_INFORMATION SUPPLIED_.

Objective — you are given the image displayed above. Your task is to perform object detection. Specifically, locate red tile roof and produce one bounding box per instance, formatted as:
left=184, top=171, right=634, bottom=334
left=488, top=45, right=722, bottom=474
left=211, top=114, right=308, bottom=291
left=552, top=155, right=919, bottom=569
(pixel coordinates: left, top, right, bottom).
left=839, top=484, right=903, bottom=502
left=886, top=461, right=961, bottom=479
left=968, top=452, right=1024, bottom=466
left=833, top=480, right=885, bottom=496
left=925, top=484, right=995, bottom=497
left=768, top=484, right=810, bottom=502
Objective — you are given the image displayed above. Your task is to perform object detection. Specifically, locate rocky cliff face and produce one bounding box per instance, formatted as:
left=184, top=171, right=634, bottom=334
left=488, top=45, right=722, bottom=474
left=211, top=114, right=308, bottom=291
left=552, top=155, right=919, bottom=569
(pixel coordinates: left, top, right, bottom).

_WORK INSTRUCTIONS_. Turn all of the data above into a Markdown table with the columns Nr and Line, giving each non-blank line its own numbered row.

_OUTPUT FOR THIS TASK_.
| Nr | Line |
|---|---|
| 1 | Objective — you are given the image displayed above. Your task is to perform object detection. Specifically, locate red tile roof and produce one bounding box per instance, formatted as: |
| 2 | left=184, top=171, right=634, bottom=334 |
| 3 | left=488, top=45, right=722, bottom=474 |
| 4 | left=211, top=114, right=308, bottom=291 |
| 5 | left=552, top=155, right=919, bottom=569 |
| 6 | (pixel coordinates: left, top, right, bottom). |
| 7 | left=839, top=484, right=903, bottom=502 |
| 8 | left=886, top=461, right=961, bottom=479 |
| 9 | left=968, top=452, right=1024, bottom=466 |
| 10 | left=833, top=480, right=885, bottom=496 |
| 11 | left=925, top=484, right=995, bottom=497 |
| 12 | left=768, top=484, right=810, bottom=502 |
| 13 | Objective — you are given the image displayed above. Your task is to perform object detection. Specifically, locate rocky cliff face and produce one bounding box per instance, formatted as: |
| 14 | left=184, top=171, right=634, bottom=334 |
| 15 | left=488, top=45, right=722, bottom=474 |
| 16 | left=211, top=114, right=308, bottom=291 |
| 17 | left=552, top=155, right=919, bottom=569 |
| 18 | (pixel coordinates: left, top, right, bottom). |